- OBJECTIVE
Put every line of the rows below into a JSON list of strings, with one string per line and blank lines left out.

- GIVEN DATA

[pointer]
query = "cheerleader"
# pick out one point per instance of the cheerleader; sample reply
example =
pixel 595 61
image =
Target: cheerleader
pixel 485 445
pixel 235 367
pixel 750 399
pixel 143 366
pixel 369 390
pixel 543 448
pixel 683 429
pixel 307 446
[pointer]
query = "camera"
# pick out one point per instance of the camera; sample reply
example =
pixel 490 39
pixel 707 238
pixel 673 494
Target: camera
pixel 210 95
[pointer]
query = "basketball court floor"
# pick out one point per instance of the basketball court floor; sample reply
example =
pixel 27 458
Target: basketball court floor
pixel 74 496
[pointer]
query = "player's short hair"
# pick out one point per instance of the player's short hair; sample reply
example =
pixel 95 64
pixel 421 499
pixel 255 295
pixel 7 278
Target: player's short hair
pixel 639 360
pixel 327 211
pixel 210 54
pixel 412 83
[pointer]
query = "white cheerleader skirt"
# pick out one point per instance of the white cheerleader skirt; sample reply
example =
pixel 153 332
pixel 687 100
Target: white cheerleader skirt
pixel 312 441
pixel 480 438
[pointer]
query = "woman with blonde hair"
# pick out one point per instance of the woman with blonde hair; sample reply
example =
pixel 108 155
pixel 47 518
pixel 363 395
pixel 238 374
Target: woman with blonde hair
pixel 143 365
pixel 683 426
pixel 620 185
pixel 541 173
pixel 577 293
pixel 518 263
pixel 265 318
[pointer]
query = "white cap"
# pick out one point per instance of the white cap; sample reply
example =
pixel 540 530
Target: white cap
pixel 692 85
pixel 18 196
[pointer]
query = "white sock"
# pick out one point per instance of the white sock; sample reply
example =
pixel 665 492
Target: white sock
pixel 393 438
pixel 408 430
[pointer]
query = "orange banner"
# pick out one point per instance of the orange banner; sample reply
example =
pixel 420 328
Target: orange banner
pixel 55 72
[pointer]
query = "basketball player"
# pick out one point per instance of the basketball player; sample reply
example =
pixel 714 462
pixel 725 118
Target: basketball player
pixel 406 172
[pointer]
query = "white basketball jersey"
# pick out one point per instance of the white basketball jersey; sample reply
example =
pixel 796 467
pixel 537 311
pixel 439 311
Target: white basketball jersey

- SOLUTION TO THE EXERCISE
[
  "[pointer]",
  "query = \"cheerleader\"",
  "# pick out one point per instance of the cheerleader; sample reply",
  "example =",
  "pixel 595 61",
  "image =",
  "Target: cheerleader",
  "pixel 485 445",
  "pixel 235 367",
  "pixel 750 399",
  "pixel 143 366",
  "pixel 369 390",
  "pixel 543 448",
  "pixel 683 429",
  "pixel 307 446",
  "[pointer]",
  "query = \"camera\"",
  "# pick out one point per instance of the camera; sample reply",
  "example =",
  "pixel 490 39",
  "pixel 707 238",
  "pixel 673 494",
  "Target: camera",
  "pixel 210 95",
  "[pointer]",
  "query = \"basketball court floor\"",
  "# pick out one point per instance of the basketball court floor; sample reply",
  "example =",
  "pixel 27 458",
  "Target: basketball court floor",
  "pixel 74 496",
  "[pointer]",
  "query = \"player's short hair\"",
  "# pick out one point per instance of the player's short hair; sample reply",
  "example =",
  "pixel 95 64",
  "pixel 421 499",
  "pixel 255 295",
  "pixel 7 278",
  "Target: player's short hair",
  "pixel 639 360",
  "pixel 327 211",
  "pixel 210 54",
  "pixel 412 83",
  "[pointer]",
  "query = \"white cheerleader skirt\"",
  "# pick out one point per instance of the white cheerleader skirt; sample reply",
  "example =",
  "pixel 153 332",
  "pixel 687 100",
  "Target: white cheerleader skirt",
  "pixel 312 441",
  "pixel 480 438",
  "[pointer]",
  "query = \"woman with blonde hair\"",
  "# pick out one point per instance of the woman with blonde hair; sample reply",
  "example =",
  "pixel 108 155",
  "pixel 47 518",
  "pixel 363 395",
  "pixel 238 374",
  "Target: woman with blonde hair",
  "pixel 143 365",
  "pixel 683 426",
  "pixel 620 185",
  "pixel 541 173",
  "pixel 577 293",
  "pixel 518 263",
  "pixel 265 318",
  "[pointer]",
  "query = \"white cap\"",
  "# pick out one point per instance of the white cap; sample reply",
  "example =",
  "pixel 540 530",
  "Target: white cap",
  "pixel 692 85",
  "pixel 18 196",
  "[pointer]",
  "query = \"white sock\"",
  "# pick out one point per instance of the white sock; sample reply",
  "example =",
  "pixel 665 492",
  "Target: white sock",
  "pixel 393 438",
  "pixel 408 430",
  "[pointer]",
  "query = \"orange banner\"",
  "# pick out one point per instance of the orange banner; sample reply",
  "example =",
  "pixel 420 328",
  "Target: orange banner",
  "pixel 55 72",
  "[pointer]",
  "query = \"basketball player\"",
  "# pick out one point per instance of the basketball player; sample reply",
  "example =",
  "pixel 714 462",
  "pixel 725 118",
  "Target: basketball player",
  "pixel 406 172",
  "[pointer]",
  "query = \"white basketball jersey\"",
  "# pick out one point per instance of the white basketball jersey; sample reply",
  "example =",
  "pixel 796 467",
  "pixel 537 311",
  "pixel 439 311",
  "Target: white basketball jersey"
]